• [AIM]: Lay out the data below as a two-column CSV with the headers input and output. Each row holds one text in input and its answer in output, each as a single quoted field with line breaks replaced by spaces, and the pictures are omitted.

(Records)

┌──

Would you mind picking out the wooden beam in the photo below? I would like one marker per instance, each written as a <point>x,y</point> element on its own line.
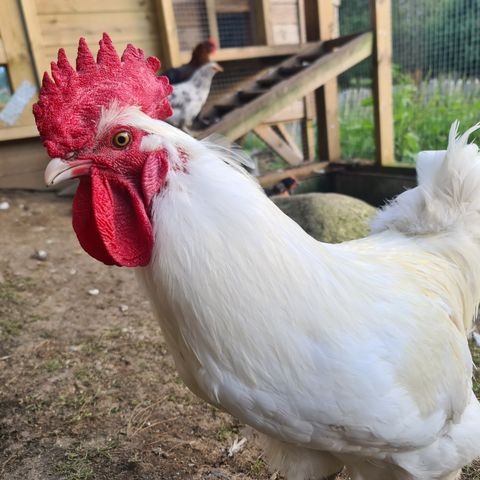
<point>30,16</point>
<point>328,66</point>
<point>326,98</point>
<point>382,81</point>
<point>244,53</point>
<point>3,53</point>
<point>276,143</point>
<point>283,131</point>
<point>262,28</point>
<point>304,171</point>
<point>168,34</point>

└──

• [EXERCISE OUTPUT]:
input,output
"Would you mind picking out the wooden beam in the photo below? I would like one marker per instance, each written as a <point>x,y</point> element on its own line.","<point>30,16</point> <point>328,66</point> <point>326,98</point> <point>382,81</point> <point>244,53</point> <point>3,53</point> <point>276,143</point> <point>283,131</point> <point>262,28</point> <point>304,171</point> <point>168,34</point>"